--- Task requirements ---
1) According to the forum thread, what is the dog's tie out that Lammchen mentions?
2) Quote the forum thread word for word, everything from "## Ozzy47 (May" down to "out to get me.".
+++ Provided text +++
# TMH Thread of Ridiculous Worries



## Ozzy47 (May 16, 2021)

I am worried that someone will steal my identity, then hand it back because they find it too boring to keep.


----------



## safeinsanity (May 18, 2021)

I'm always a bit paranoid thinking that my friends and everybody wants to poison me ..lol
I guess it is part of my mental disorder that I am always afraid of dying and my insecurity not trusting anybody anymore!  I think everybody is out to get me.


----------



## PGen98 (May 18, 2021)

I'm always worried that I'm going to wake up one day and no one is going to know who I am, at all.  As if I no longer existed.  It's a worry, and yet with some of my anxieties, also something of a welcome blessing...


----------



## Foxy (May 18, 2021)

I am not worried I'll die,  I just don't want to be found dead on the toilet. 🚽


----------



## willowtigger (May 19, 2021)

I'm worried that one day I will wake up and find I dont exist


----------



## madcap (May 19, 2021)

chinese space junk going to land on us


----------



## Butterfly88 (May 19, 2021)

I'm worried all the ice cream in the freezer will melt.  Whatever will I do without it?


----------



## Lammchen (Apr 28, 2022)

I'm worried the deer outside might trip over the dog's tie out (it's a metal post in the ground).


----------
+++ Information shown +++
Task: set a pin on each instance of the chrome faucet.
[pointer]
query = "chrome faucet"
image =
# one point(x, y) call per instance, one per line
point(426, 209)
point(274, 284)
+++
--- The replies ---
1) A metal post in the ground.

2)
## Ozzy47 (May 16, 2021)

I am worried that someone will steal my identity, then hand it back because they find it too boring to keep.


----------



## safeinsanity (May 18, 2021)

I'm always a bit paranoid thinking that my friends and everybody wants to poison me ..lol
I guess it is part of my mental disorder that I am always afraid of dying and my insecurity not trusting anybody anymore!  I think everybody is out to get me.